Dataset records START

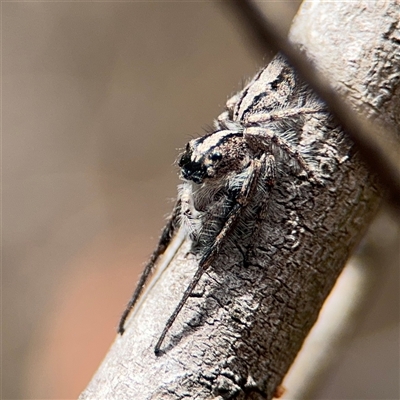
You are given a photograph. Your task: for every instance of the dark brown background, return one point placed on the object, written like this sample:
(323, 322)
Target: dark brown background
(97, 99)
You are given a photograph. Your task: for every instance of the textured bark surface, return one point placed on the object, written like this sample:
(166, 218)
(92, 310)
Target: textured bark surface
(238, 335)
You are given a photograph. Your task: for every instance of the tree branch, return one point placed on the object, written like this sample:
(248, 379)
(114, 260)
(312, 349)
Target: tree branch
(240, 332)
(380, 152)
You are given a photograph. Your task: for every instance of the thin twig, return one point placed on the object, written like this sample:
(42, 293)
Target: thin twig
(380, 152)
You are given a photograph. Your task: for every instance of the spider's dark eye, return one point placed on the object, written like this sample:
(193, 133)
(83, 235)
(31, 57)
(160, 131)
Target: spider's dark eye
(185, 159)
(215, 156)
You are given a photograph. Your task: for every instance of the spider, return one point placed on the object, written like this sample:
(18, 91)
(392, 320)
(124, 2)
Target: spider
(221, 172)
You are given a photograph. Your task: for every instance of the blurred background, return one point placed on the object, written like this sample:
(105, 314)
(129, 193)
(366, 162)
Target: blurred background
(97, 100)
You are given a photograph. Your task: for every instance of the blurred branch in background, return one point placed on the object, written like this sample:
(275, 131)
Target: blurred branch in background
(378, 145)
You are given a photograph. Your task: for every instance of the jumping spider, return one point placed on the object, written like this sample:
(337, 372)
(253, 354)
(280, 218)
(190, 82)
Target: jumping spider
(221, 173)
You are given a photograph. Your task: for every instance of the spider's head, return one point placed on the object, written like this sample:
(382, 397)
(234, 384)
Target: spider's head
(212, 156)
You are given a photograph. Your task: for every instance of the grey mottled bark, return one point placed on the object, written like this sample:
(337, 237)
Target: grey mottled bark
(239, 334)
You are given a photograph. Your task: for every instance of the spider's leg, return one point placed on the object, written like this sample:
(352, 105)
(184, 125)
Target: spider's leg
(275, 115)
(262, 139)
(241, 201)
(267, 178)
(165, 239)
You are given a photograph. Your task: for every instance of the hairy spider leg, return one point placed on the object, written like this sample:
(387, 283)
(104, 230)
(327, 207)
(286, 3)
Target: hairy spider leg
(165, 239)
(242, 199)
(280, 114)
(263, 140)
(269, 175)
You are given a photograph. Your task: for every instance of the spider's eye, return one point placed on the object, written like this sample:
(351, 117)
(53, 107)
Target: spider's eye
(215, 156)
(185, 159)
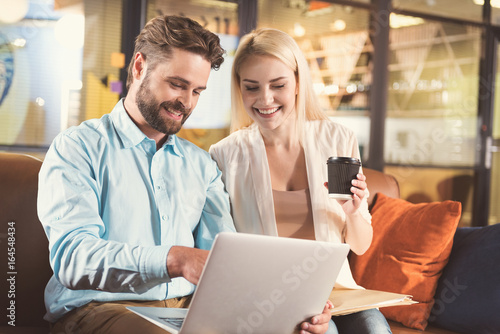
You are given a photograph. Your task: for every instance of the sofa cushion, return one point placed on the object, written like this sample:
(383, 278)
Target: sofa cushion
(468, 292)
(411, 245)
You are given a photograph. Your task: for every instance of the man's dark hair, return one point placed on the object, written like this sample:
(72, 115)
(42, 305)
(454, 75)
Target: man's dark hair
(161, 34)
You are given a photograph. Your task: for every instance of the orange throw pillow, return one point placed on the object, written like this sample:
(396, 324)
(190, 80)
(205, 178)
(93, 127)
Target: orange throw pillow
(411, 245)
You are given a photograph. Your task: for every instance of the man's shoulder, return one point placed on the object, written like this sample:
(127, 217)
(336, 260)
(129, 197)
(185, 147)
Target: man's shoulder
(89, 128)
(190, 149)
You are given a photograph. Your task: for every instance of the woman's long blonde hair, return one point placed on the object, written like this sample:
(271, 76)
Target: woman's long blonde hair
(278, 44)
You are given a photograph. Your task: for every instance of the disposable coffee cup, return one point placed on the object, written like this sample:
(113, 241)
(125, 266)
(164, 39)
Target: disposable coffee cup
(341, 171)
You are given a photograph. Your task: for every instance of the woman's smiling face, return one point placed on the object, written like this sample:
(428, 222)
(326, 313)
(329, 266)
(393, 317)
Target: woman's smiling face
(268, 89)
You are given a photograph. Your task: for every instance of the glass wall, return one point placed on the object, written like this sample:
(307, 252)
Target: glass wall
(469, 10)
(59, 65)
(41, 51)
(432, 110)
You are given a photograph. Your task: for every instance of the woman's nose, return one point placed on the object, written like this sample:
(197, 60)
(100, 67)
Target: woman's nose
(266, 96)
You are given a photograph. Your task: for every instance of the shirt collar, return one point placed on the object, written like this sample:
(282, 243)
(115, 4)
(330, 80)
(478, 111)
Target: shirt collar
(131, 135)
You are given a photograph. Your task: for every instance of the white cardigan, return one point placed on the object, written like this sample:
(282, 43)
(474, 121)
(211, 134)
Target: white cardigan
(243, 161)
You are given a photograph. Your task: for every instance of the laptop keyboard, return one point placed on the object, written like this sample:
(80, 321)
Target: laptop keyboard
(174, 322)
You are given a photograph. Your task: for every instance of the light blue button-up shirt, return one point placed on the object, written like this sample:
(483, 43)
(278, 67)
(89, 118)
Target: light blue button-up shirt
(112, 206)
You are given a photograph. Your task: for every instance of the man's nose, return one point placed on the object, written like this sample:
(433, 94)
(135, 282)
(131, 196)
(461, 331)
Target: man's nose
(186, 99)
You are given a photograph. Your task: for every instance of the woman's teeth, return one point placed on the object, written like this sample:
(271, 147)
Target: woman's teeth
(268, 111)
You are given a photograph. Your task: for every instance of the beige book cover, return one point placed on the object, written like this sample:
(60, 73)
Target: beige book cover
(346, 301)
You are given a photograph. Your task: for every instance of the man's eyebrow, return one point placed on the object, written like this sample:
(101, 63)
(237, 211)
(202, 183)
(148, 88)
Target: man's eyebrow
(186, 82)
(255, 81)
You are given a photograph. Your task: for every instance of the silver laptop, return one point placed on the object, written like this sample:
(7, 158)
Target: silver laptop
(256, 284)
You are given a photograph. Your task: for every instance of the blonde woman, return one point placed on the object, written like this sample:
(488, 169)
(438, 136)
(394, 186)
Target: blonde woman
(274, 161)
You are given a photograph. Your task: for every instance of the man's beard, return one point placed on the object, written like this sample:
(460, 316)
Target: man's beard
(150, 109)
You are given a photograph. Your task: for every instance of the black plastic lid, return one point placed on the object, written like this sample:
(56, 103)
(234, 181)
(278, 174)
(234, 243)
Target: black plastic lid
(344, 160)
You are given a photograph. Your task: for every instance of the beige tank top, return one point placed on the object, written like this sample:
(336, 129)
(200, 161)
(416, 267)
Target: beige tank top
(294, 214)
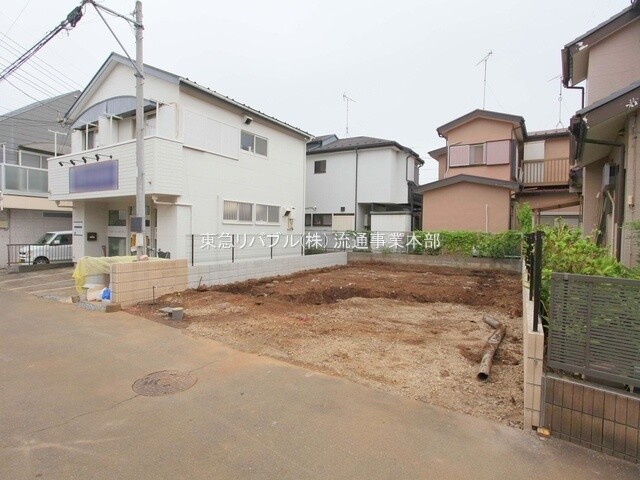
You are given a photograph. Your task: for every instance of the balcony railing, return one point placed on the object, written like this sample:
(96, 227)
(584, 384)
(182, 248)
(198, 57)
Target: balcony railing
(551, 171)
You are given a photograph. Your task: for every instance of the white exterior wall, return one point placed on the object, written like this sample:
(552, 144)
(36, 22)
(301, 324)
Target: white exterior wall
(330, 191)
(212, 178)
(191, 184)
(382, 176)
(391, 222)
(94, 218)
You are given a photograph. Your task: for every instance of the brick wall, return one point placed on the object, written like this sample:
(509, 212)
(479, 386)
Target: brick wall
(134, 282)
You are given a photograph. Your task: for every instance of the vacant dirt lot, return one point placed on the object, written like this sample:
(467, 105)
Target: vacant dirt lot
(407, 330)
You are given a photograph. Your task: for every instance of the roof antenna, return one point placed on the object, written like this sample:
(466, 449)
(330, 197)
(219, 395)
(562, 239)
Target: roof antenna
(347, 99)
(484, 91)
(559, 124)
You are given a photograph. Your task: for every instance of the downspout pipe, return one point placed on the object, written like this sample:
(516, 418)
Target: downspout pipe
(618, 213)
(566, 73)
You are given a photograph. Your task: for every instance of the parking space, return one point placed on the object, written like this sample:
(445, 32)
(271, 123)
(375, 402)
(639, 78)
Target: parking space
(57, 283)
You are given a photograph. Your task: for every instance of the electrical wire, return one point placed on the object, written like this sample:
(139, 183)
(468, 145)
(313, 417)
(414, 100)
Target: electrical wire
(30, 96)
(51, 72)
(16, 19)
(71, 21)
(32, 81)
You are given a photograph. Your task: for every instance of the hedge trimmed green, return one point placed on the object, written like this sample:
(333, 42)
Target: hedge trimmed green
(476, 244)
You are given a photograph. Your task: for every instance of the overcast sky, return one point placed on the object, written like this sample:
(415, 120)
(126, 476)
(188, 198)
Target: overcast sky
(410, 65)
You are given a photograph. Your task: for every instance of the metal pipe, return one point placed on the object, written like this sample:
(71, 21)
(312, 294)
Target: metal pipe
(618, 211)
(355, 207)
(140, 200)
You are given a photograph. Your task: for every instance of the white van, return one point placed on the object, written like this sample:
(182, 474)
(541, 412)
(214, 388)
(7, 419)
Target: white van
(50, 247)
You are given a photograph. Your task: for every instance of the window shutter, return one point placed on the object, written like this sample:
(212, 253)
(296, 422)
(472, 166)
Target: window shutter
(498, 153)
(458, 155)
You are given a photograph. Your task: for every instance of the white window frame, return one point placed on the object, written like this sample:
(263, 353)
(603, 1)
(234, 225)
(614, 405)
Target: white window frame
(317, 163)
(43, 159)
(469, 147)
(253, 147)
(228, 204)
(273, 214)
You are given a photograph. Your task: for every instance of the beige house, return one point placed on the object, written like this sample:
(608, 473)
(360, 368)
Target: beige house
(490, 163)
(545, 176)
(605, 64)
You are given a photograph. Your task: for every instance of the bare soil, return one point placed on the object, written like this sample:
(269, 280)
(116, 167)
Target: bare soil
(413, 331)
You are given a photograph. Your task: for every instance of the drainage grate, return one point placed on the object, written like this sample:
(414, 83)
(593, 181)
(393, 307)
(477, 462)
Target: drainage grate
(166, 382)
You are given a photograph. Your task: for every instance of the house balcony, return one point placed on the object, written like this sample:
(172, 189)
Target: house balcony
(111, 171)
(21, 180)
(546, 172)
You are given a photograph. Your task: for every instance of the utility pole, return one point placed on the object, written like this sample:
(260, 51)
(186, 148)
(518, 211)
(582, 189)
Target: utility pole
(140, 200)
(347, 99)
(484, 91)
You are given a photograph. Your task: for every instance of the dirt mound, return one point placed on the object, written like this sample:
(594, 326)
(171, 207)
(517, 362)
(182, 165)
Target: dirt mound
(400, 328)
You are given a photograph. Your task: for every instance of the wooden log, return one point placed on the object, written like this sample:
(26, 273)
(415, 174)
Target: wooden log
(491, 347)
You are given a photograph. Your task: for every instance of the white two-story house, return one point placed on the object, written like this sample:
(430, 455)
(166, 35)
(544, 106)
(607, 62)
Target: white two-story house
(352, 180)
(28, 136)
(212, 165)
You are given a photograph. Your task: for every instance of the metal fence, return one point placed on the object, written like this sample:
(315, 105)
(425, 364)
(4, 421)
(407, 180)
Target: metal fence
(594, 327)
(230, 248)
(388, 242)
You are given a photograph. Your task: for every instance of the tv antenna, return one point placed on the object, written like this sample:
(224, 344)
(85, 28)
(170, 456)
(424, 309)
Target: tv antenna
(484, 90)
(559, 124)
(347, 100)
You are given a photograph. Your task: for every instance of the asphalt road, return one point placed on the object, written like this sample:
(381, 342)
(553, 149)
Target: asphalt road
(68, 411)
(54, 283)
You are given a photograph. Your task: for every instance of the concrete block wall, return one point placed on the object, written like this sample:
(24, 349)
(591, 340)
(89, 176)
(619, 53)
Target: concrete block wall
(596, 417)
(533, 357)
(134, 282)
(218, 274)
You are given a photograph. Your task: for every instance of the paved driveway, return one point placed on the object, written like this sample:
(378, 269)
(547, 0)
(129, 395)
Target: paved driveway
(68, 411)
(54, 283)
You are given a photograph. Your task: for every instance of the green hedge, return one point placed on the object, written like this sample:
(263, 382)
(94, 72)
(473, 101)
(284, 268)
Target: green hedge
(477, 244)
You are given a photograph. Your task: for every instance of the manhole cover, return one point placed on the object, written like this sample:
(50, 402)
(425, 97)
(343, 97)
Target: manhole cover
(166, 382)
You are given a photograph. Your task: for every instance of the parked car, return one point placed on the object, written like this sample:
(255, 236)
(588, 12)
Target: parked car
(50, 247)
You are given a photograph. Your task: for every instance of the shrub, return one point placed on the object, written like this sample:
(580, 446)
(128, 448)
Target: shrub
(492, 245)
(566, 250)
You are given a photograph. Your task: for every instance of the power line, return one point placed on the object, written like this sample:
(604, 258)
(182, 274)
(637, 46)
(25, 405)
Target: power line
(72, 19)
(30, 96)
(19, 49)
(34, 82)
(17, 18)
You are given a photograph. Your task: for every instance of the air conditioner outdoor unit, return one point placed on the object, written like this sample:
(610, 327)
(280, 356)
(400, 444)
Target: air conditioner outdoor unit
(609, 172)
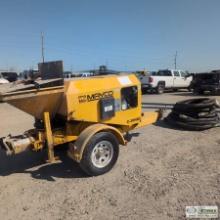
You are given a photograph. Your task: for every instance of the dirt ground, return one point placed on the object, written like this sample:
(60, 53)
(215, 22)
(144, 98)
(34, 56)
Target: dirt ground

Dataset records END

Could you repeat, exactly and with nothing else, the lines from the first line of the records through the line containing "of the thin"? Leave out the pictures.

▶ _Answer below_:
You are given a photograph. Your task: for every instance of the dark brown background, return one point placed on the object, written like this sample:
(323, 322)
Target: dark brown background
(97, 99)
You are given a photograph. Your task: for every instance of the textured bark surface, return one point placed on the object, written like this sample:
(166, 218)
(92, 310)
Target: textured bark surface
(238, 335)
You are given a photograph. Your task: for every instance of the tree branch, return one point placed on the object, written like this sample:
(248, 379)
(114, 260)
(312, 349)
Target: tree branch
(240, 332)
(380, 152)
You are given a photograph. Your task: for every instance of the thin twig, return one point placed on the object, written like this sample:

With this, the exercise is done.